• [EXERCISE REQUIREMENTS]:
From the entries that follow, reproduce exactly and only the lines from the line with "column 143, row 380" to the line with "column 27, row 204", endpoints included.

• [INPUT]:
········
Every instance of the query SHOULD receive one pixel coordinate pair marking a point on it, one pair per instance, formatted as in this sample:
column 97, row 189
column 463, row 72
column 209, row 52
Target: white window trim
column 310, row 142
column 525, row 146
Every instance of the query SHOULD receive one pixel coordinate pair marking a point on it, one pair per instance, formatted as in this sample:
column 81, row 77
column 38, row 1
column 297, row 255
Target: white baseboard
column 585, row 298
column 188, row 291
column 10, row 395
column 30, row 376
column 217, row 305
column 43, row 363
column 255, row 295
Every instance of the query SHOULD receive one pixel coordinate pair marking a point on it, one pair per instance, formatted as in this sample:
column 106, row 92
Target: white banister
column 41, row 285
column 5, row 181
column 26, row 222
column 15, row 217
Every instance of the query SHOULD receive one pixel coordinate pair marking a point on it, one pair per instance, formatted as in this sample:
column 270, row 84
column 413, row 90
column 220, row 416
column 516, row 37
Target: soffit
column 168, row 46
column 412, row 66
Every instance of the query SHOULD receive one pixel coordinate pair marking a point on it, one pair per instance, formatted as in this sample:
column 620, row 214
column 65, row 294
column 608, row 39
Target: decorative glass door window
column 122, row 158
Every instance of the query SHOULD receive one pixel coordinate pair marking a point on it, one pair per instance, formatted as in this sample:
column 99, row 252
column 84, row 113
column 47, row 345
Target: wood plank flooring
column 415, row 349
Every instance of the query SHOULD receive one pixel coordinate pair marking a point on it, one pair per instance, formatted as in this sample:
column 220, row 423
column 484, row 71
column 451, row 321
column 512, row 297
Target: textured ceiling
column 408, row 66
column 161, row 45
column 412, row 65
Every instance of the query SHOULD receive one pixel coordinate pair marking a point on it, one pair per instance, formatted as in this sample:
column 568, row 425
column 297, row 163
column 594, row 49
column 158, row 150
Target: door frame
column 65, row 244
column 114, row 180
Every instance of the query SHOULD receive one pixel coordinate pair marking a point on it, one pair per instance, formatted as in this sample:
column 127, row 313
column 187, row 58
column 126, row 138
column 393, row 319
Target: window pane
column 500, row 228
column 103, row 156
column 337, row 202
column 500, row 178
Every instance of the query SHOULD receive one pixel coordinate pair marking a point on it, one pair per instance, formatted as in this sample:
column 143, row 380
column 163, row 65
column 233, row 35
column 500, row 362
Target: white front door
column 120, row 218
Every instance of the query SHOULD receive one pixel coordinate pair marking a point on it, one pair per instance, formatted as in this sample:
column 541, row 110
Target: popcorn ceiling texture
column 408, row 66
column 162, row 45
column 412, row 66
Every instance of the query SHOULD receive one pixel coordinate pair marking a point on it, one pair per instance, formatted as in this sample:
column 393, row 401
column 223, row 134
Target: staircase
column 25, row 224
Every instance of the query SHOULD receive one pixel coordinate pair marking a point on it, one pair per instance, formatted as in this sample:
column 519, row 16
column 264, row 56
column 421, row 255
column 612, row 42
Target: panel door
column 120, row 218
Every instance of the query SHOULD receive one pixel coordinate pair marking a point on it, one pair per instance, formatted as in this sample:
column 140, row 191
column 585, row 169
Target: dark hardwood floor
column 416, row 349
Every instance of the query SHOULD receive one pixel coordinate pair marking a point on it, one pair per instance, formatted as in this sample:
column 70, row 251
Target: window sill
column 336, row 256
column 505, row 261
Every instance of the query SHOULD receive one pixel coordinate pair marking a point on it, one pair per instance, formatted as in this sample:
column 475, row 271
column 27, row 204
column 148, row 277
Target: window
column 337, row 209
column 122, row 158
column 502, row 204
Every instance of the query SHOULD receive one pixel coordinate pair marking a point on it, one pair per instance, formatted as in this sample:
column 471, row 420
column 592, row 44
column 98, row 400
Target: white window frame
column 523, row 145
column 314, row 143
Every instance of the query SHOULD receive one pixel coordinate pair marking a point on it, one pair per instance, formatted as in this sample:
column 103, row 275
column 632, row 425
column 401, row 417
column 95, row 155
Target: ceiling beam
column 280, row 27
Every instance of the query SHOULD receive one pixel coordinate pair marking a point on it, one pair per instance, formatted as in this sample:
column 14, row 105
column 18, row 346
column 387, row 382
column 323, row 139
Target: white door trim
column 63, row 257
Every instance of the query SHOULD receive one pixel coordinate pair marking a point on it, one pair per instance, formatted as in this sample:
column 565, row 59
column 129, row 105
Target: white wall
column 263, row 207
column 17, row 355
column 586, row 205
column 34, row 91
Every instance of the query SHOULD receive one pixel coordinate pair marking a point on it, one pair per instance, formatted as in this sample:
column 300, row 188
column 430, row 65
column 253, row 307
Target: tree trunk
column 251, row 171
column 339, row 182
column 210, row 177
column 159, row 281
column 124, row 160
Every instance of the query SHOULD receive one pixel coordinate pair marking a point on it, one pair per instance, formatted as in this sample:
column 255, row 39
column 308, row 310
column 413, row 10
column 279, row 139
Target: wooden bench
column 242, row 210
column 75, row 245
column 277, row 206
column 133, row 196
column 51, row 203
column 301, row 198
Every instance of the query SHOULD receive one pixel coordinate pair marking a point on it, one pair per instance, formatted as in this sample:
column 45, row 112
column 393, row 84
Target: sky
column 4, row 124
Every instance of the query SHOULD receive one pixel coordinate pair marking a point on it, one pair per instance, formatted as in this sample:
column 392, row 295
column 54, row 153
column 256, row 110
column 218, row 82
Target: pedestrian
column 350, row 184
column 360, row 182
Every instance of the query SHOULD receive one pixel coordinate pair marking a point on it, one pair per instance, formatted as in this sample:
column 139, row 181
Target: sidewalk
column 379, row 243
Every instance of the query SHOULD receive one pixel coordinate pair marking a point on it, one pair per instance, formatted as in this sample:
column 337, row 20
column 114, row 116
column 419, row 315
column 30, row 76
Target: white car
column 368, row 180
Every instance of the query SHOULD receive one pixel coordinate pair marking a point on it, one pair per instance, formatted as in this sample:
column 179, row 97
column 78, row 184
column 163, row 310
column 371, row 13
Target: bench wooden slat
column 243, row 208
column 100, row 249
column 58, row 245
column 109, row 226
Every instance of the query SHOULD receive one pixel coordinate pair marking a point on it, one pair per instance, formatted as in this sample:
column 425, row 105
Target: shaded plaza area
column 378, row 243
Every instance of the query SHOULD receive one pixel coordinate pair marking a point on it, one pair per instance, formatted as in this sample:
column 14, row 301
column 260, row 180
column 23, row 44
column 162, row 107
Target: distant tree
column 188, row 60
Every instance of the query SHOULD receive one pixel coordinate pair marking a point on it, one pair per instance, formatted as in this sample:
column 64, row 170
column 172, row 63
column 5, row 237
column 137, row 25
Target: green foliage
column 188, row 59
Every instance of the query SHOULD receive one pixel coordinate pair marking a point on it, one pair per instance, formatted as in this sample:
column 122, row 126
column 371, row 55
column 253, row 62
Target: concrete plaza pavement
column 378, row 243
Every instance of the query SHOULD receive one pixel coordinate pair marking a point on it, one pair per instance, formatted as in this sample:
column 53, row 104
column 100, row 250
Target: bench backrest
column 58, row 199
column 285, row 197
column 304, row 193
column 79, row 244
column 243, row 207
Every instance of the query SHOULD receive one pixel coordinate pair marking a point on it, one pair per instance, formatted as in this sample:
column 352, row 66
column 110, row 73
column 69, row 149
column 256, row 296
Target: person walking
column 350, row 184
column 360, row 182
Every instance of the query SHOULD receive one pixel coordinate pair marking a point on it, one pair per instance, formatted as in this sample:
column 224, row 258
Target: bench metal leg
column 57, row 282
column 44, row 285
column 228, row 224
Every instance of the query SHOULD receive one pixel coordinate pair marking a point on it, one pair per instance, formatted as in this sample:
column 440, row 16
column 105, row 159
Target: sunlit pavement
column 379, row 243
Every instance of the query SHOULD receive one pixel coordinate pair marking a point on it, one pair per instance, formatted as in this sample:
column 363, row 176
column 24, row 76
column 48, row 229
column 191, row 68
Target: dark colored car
········
• [OUTPUT OF THE EXERCISE]:
column 143, row 380
column 163, row 65
column 233, row 35
column 500, row 362
Target: white front door
column 120, row 218
Every instance of the query SHOULD receive one pixel coordinate pair marking a point on it, one pair per instance, formatted as in this sample:
column 541, row 110
Target: popcorn ceiling texture
column 408, row 66
column 162, row 45
column 412, row 66
Every instance of the query SHOULD receive one pixel coordinate pair marking a point on it, one pair per instance, formatted as in this sample:
column 393, row 401
column 223, row 134
Target: staircase
column 25, row 224
Every instance of the query SHOULD receive one pixel coordinate pair marking a point on it, one pair per instance, formatted as in this sample:
column 519, row 16
column 264, row 56
column 421, row 255
column 612, row 42
Target: panel door
column 120, row 218
Every instance of the query SHOULD receive one pixel coordinate pair marking a point on it, one pair per instance, formatted as in this sample:
column 140, row 191
column 585, row 169
Target: dark hardwood floor
column 416, row 349
Every instance of the query SHOULD receive one pixel coordinate pair marking a point on it, one pair per instance, formatted as in this sample:
column 70, row 251
Target: window sill
column 336, row 256
column 505, row 261
Every instance of the query SHOULD receive one pixel coordinate pair marking a point on it, one pair per instance, formatted as in this sample:
column 475, row 271
column 27, row 204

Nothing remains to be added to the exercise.